▶ Work to complete: Count the lines in the data below that contain the string "tartan", and give only that number.

---

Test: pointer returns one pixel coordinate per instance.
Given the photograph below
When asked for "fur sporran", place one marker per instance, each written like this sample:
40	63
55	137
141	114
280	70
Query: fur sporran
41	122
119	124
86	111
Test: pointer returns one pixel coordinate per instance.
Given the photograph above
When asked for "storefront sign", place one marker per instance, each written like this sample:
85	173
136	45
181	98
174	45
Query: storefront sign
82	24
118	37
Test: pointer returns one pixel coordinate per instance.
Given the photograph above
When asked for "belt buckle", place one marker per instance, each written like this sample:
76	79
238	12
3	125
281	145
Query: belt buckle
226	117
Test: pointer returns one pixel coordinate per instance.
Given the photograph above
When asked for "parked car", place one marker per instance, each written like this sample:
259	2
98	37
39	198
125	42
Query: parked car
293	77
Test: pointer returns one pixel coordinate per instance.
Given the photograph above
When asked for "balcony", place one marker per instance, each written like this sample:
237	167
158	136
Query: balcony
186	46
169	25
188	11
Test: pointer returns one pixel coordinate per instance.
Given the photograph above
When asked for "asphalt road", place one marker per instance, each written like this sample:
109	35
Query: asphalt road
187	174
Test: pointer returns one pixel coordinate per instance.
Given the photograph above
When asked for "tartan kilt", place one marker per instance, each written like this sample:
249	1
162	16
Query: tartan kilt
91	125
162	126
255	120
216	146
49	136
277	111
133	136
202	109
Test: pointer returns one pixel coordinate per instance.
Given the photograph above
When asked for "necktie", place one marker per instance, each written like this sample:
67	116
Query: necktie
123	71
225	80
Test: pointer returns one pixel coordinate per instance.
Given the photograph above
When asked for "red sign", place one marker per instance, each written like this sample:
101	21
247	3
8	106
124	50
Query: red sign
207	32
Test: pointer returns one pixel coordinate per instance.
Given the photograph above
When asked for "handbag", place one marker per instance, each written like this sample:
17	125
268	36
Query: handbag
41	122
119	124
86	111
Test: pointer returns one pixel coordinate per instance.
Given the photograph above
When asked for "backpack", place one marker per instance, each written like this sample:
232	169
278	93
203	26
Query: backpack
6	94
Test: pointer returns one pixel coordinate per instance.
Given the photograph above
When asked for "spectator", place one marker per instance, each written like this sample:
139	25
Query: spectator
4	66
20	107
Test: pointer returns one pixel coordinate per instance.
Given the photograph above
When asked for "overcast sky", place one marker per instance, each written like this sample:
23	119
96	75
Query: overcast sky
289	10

---

▶ Correct result: 2